__Requirements__:
Rewrite the data from the line with "If you don't mind, would you find the man with" to the line with "[397,2,457,157]", adding 44 to every coordinate in the answers and copying each request unchanged.

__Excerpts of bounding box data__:
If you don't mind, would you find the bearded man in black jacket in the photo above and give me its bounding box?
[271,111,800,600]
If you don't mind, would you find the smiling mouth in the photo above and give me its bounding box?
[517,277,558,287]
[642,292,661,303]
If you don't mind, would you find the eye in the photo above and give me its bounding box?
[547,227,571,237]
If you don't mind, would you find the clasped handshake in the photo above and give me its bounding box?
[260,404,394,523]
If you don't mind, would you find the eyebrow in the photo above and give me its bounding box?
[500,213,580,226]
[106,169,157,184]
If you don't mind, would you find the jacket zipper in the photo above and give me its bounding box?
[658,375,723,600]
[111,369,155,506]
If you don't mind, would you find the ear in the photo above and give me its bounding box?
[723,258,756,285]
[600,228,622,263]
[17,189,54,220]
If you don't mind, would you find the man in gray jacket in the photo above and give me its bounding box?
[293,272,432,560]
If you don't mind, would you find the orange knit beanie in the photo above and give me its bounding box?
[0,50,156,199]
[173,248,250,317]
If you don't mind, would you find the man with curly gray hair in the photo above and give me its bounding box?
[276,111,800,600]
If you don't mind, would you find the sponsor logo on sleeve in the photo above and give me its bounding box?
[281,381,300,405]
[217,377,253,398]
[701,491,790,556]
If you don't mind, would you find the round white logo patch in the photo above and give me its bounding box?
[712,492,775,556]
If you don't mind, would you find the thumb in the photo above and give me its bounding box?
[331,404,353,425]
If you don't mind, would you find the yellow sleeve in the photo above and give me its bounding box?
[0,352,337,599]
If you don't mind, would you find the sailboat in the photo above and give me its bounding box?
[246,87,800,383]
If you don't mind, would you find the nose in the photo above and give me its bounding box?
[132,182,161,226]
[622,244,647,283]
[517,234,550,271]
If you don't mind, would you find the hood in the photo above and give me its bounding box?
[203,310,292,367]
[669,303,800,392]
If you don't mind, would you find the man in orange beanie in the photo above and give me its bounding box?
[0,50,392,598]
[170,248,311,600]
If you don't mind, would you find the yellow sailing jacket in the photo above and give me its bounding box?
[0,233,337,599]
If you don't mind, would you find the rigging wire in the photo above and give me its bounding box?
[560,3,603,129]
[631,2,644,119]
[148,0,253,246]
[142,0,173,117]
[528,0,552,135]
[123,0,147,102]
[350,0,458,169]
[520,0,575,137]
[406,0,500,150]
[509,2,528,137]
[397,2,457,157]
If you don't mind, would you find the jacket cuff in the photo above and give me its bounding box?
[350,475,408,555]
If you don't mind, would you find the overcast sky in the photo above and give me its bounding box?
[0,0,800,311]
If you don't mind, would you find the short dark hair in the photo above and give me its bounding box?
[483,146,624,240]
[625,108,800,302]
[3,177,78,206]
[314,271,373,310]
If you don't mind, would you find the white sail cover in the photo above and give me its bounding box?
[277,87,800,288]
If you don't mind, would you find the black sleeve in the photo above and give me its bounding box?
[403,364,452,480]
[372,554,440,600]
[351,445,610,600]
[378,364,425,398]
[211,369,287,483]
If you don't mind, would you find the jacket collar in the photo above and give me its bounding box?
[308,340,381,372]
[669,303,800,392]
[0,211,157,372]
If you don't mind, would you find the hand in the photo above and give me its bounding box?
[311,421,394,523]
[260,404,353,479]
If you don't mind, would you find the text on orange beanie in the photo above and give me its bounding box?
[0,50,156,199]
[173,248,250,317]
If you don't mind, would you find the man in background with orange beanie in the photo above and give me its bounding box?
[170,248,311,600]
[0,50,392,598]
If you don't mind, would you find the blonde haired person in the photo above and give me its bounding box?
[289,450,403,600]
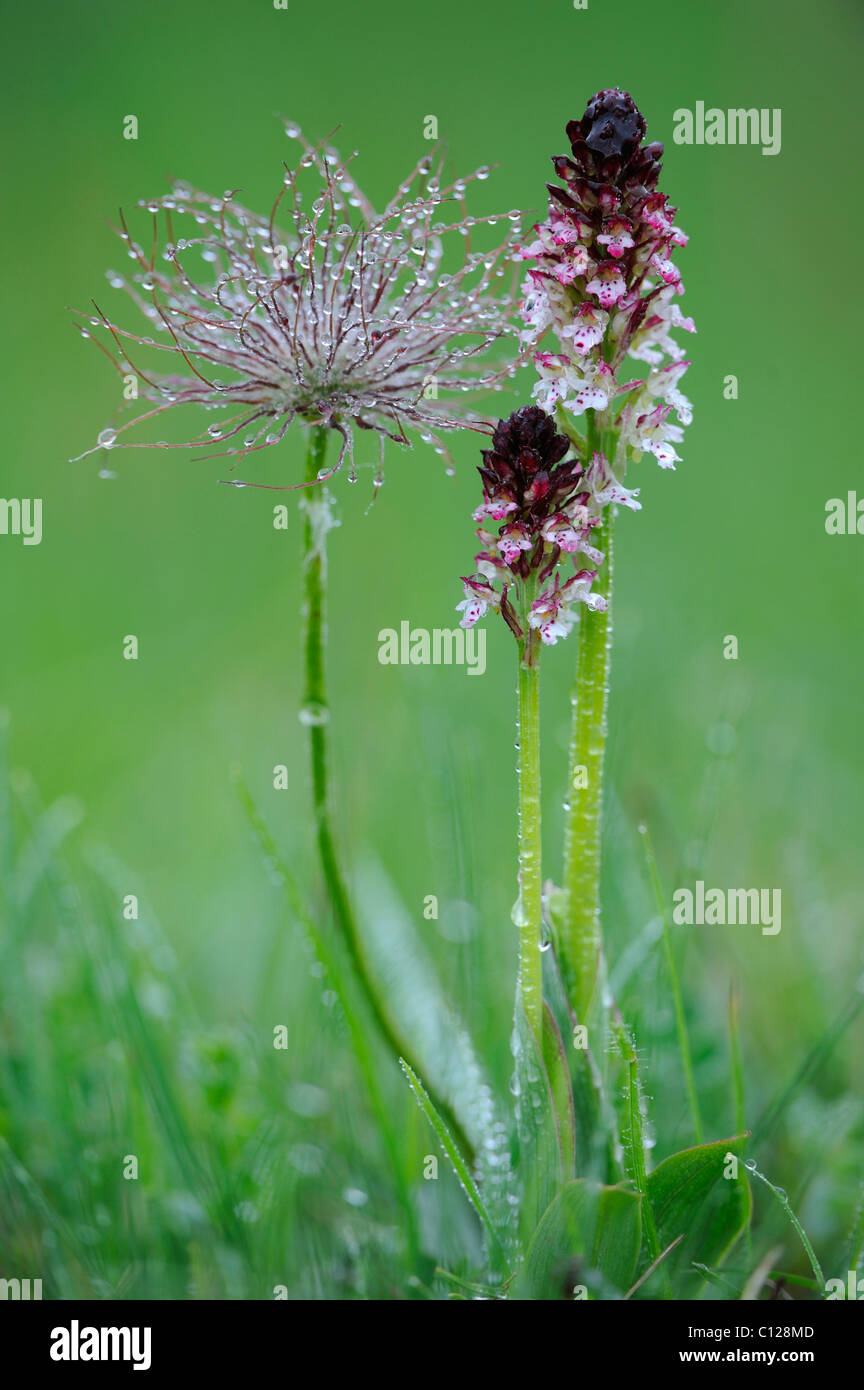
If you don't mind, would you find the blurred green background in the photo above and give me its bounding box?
[0,0,864,1295]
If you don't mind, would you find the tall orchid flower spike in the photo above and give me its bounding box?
[521,89,695,1019]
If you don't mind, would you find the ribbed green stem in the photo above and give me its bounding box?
[515,634,543,1043]
[300,425,472,1158]
[560,506,613,1022]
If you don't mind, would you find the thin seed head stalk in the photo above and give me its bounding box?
[457,406,606,1041]
[72,124,520,1162]
[521,89,695,1020]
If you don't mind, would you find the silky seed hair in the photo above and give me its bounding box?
[72,122,521,489]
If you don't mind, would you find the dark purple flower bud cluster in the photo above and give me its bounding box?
[458,406,604,644]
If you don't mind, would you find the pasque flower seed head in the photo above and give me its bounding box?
[72,126,518,487]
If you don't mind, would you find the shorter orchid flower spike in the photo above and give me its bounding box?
[457,406,608,646]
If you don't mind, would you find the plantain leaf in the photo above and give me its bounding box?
[543,939,624,1183]
[514,1001,564,1244]
[647,1134,751,1297]
[357,860,515,1240]
[399,1058,503,1273]
[521,1177,642,1300]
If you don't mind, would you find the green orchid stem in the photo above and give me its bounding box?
[300,425,474,1159]
[514,619,543,1043]
[560,489,613,1023]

__Output for this task__:
If you don't mind, would you find the man with curly gray hair in the photo above and give me its bounding box?
[320,155,844,644]
If you don't mind, would you find the sponsor logo on sleeve in the photo above and give me its bounding box?
[325,425,344,449]
[261,421,297,442]
[745,535,834,600]
If you don't mind, would you find the round white logo patch in the photo above and give me its bounding box?
[756,536,819,600]
If you don't mind, would you find the thumb in the photo above and give me its bounding box?
[375,448,397,469]
If you don't mind, would you find the yellow sleeve in the photo above and give me its bounding box?
[44,396,381,643]
If you don't mind, would you find the sailboat in the photo above and give me its bounding box?
[290,131,844,427]
If you don't mind, would you find the nose in the photo above and give me its bounding box?
[176,226,205,270]
[666,288,691,327]
[561,278,594,315]
If you don't mind, would you find the hood in the photo above and give me its bounding box?
[247,354,336,411]
[713,347,844,436]
If you don't mind, would you find the man in orange beanie in the photo above and give me its bounding box?
[44,94,436,642]
[214,292,355,644]
If you don't mind, would you find the yellow sailing jacket in the photo above and give me its bounding box?
[44,277,381,643]
If you don't mind, would you find the rigging wire in the photo above and give me its bounding box?
[604,47,647,173]
[675,46,688,163]
[192,44,297,290]
[186,44,217,161]
[572,44,596,179]
[167,44,191,146]
[394,44,502,213]
[564,44,619,181]
[450,44,544,194]
[553,46,572,181]
[441,46,501,201]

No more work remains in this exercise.